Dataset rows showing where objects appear
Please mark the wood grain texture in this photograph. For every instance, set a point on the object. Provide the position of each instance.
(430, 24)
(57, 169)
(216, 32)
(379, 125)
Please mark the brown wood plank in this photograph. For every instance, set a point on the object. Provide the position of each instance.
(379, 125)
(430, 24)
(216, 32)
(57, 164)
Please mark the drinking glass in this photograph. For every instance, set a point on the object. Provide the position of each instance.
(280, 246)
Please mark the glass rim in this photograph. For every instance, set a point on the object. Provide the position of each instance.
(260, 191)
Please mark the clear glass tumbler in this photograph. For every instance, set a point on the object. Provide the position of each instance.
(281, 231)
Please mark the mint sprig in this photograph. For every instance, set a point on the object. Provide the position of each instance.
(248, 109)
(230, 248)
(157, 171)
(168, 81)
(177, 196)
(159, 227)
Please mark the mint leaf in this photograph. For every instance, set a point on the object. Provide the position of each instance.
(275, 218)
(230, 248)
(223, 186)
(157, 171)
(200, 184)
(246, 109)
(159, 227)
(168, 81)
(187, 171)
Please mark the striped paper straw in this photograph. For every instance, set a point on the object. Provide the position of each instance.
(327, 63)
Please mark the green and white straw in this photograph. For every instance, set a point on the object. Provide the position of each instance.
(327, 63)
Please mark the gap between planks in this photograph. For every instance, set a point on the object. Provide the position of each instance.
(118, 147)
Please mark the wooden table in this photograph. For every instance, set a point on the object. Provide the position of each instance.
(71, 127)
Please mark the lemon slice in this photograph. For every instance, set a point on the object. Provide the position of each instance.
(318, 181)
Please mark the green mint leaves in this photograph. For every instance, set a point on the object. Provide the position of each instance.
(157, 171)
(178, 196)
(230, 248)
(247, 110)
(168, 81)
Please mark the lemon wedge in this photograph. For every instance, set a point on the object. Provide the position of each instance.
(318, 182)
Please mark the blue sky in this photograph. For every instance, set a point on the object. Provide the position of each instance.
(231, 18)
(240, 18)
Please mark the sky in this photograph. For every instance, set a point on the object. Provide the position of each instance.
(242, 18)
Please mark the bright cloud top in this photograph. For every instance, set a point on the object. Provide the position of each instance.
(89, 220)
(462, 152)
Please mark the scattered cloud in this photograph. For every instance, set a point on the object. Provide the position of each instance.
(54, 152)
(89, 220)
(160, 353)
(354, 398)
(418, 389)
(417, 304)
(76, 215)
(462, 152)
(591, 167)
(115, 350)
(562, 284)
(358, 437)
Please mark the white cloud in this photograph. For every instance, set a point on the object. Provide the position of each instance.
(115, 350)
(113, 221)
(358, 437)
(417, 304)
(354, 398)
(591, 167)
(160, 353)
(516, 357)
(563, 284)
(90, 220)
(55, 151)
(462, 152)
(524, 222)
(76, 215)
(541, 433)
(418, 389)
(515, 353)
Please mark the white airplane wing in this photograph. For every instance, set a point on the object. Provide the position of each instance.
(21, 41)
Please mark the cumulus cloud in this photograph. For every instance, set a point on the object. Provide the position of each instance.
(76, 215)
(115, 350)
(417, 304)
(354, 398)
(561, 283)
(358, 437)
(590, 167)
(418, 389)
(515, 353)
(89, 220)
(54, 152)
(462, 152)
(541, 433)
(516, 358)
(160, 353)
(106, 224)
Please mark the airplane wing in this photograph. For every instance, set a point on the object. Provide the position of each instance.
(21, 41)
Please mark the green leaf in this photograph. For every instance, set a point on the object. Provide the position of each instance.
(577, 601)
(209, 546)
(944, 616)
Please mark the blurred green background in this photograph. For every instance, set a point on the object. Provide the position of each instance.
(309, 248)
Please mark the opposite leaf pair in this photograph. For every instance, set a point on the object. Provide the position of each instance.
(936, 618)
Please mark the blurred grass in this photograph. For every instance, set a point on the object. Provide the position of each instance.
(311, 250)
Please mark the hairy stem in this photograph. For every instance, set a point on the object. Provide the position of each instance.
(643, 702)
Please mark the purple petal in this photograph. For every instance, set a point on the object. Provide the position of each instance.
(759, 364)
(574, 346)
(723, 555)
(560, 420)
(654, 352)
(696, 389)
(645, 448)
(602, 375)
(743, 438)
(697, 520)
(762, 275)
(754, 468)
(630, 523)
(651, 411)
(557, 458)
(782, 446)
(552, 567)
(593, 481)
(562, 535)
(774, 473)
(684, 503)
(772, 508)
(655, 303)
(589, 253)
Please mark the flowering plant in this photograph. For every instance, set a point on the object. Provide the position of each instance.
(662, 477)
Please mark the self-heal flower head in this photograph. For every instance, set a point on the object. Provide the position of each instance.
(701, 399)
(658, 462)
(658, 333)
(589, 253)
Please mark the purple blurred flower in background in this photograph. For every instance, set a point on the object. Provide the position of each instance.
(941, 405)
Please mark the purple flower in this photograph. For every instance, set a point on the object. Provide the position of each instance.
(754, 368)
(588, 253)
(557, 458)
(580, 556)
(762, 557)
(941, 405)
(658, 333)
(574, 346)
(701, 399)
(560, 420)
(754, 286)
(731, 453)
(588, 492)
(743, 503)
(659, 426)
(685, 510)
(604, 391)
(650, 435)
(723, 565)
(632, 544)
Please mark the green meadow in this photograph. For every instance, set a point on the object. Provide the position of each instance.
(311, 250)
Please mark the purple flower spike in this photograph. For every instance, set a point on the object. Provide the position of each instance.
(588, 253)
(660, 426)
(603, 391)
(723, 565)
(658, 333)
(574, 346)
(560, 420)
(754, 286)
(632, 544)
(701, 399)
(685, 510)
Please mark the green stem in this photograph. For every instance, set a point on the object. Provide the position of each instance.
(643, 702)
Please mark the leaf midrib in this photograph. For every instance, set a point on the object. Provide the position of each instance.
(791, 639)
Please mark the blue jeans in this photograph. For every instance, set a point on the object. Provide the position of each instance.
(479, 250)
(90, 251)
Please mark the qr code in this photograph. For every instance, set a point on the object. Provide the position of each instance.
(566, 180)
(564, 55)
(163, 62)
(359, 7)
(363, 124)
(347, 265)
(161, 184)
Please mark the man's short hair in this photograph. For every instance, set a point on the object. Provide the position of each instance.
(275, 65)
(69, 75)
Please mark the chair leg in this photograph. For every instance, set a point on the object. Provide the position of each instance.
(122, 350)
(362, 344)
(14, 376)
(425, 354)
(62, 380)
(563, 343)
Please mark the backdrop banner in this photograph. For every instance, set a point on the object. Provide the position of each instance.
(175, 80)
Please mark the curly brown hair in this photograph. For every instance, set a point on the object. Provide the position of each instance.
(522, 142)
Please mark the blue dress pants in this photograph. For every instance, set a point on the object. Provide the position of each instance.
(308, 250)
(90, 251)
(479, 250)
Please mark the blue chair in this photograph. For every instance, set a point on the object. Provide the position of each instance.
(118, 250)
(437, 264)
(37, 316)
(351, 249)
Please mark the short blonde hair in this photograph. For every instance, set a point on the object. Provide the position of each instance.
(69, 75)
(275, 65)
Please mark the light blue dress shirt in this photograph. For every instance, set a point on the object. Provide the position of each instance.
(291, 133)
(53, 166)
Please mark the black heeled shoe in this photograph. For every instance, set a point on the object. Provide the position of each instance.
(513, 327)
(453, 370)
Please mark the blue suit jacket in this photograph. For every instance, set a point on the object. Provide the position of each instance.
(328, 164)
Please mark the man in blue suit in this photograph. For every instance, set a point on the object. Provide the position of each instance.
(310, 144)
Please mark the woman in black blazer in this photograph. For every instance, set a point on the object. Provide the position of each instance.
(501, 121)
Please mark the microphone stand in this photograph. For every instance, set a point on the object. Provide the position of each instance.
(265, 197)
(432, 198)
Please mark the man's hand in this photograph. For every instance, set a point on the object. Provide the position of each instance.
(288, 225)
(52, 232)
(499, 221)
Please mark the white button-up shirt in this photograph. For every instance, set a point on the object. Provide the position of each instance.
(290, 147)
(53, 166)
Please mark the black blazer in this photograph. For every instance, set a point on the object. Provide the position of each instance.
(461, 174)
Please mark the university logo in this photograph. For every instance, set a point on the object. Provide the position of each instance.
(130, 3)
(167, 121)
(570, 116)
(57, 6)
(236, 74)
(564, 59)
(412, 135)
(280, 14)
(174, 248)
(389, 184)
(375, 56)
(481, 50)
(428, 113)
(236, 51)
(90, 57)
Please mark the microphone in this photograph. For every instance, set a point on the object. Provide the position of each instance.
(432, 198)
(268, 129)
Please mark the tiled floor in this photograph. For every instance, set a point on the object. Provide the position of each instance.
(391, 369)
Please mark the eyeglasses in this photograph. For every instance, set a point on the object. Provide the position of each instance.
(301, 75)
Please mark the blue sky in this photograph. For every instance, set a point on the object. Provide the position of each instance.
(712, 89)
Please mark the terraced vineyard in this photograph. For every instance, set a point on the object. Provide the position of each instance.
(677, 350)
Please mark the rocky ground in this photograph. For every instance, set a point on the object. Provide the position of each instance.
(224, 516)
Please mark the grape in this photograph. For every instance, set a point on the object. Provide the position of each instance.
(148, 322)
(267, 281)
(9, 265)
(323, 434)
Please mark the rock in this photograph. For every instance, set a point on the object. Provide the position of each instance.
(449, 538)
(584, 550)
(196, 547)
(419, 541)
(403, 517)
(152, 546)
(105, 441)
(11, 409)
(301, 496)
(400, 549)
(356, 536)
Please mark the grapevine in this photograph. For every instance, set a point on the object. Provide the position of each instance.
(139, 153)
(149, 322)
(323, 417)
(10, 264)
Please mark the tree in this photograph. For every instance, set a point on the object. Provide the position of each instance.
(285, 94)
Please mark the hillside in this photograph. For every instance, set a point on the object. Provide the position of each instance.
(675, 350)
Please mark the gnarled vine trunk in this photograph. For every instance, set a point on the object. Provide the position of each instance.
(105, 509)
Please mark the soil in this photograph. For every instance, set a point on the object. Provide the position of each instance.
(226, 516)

Do this –
Retype the lines of the listing above, starting at the line that contains "Please mark the soil" and ending at the final line of the listing.

Task answer –
Please mark the soil in this photograph. For every instance, set a point on the object. Provide the position of each instance.
(226, 516)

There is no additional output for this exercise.